##### Text shown

The carrying amounts reported in the consolidated balance sheet of cash and cash equivalents, accounts receivable, prepaids, accounts payable and accrued expenses approximate fair value because of the immediate or short-term maturity of these financial instruments. Marketable securities classify as a Level 1 fair value financial instrument. The fair value of notes receivable approximates their carrying value as the stated or discounted rates of the notes do not reflect recent market conditions. The fair value of revolving credit lines notes payable and long-term debt approximates their carrying value as the stated or discounted rates of the debt reflect recent market conditions. The fair value of investments where the fair value is not considered readily determinable, are carried at cost.

##########
##### Data block

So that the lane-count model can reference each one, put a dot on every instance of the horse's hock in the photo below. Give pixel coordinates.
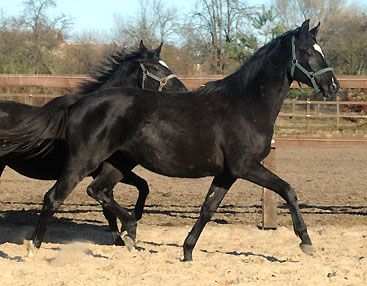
(269, 198)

##########

Translate this sentence from the fair value passage into Spanish: "Marketable securities classify as a Level 1 fair value financial instrument."

Los valores negociables se clasifican como un instrumento financiero de valor razonable de Nivel 1.